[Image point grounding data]
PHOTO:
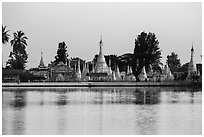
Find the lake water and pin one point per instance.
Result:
(118, 111)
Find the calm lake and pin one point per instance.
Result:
(119, 111)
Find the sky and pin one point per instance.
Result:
(80, 25)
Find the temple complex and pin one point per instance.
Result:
(41, 72)
(61, 72)
(101, 71)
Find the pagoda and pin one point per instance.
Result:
(101, 71)
(191, 67)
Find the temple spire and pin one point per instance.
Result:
(192, 67)
(41, 61)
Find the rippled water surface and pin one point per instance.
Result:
(102, 111)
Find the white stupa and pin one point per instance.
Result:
(78, 73)
(191, 67)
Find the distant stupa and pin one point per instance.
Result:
(78, 71)
(101, 66)
(191, 67)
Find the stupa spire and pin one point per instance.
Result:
(41, 61)
(191, 67)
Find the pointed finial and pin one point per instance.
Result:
(101, 41)
(192, 47)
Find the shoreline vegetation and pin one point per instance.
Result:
(103, 84)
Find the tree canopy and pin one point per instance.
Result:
(19, 56)
(173, 62)
(5, 35)
(61, 53)
(146, 52)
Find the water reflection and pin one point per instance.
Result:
(19, 99)
(147, 96)
(102, 111)
(62, 97)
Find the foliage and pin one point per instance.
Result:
(61, 53)
(19, 56)
(74, 63)
(5, 35)
(146, 52)
(173, 62)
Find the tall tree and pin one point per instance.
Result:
(61, 53)
(124, 61)
(5, 35)
(146, 52)
(173, 62)
(19, 56)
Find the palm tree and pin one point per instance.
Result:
(19, 55)
(5, 35)
(19, 42)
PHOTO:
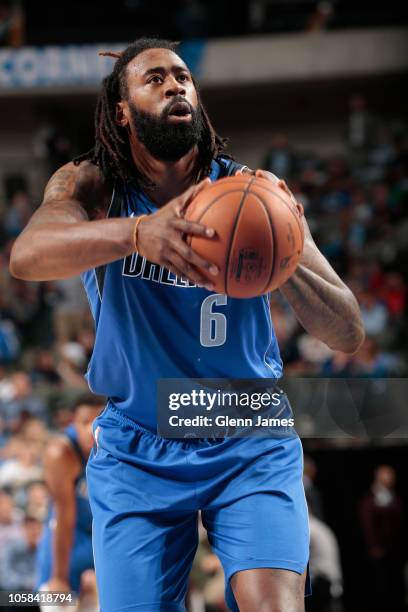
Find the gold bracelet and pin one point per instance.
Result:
(138, 219)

> EXERCISE GOAL
Repeat the data above exactly; images are not part of the copy.

> EXPECTED ANSWER
PHOTO:
Find the lake water and pin one point per instance.
Result:
(118, 111)
Find the calm lake and pin one point per instance.
Result:
(119, 111)
Find the sky and pin one point per instance.
Result:
(80, 25)
Find the temple complex and pin one point per instance.
Result:
(41, 72)
(61, 72)
(101, 71)
Find the pagoda and pin one point per instance.
Result:
(101, 71)
(191, 67)
Find the temple spire and pin one point per instance.
Result:
(192, 67)
(41, 61)
Find the rippled water surface and pin one point per instance.
Result:
(102, 111)
Find the white stupa and pin one point per instance.
Result:
(78, 73)
(191, 67)
Find the distant stupa and pin one point per instance.
Result:
(78, 71)
(101, 66)
(191, 67)
Find the stupa spire and pin one point per instance.
Result:
(41, 61)
(191, 67)
Find the pointed finial and pin one point per instance.
Result:
(101, 41)
(192, 47)
Find the shoreline vegetation and pin one point per instance.
Result:
(103, 84)
Find the tree canopy and pin one point per instance.
Result:
(19, 56)
(173, 62)
(5, 35)
(61, 53)
(146, 52)
Find the water reflection and pin one point per instance.
Result:
(19, 99)
(147, 96)
(102, 111)
(62, 97)
Find the foliage and pin one point per instance.
Result:
(61, 53)
(19, 56)
(74, 63)
(5, 35)
(146, 52)
(173, 62)
Find the tall tree and pin one point per instance.
Result:
(61, 53)
(124, 61)
(5, 35)
(146, 52)
(173, 62)
(19, 56)
Find the palm tree and pin one point per instance.
Result:
(19, 55)
(5, 35)
(19, 42)
PHOTO:
Find the gold bracelet and pin one point per instance.
Result:
(138, 219)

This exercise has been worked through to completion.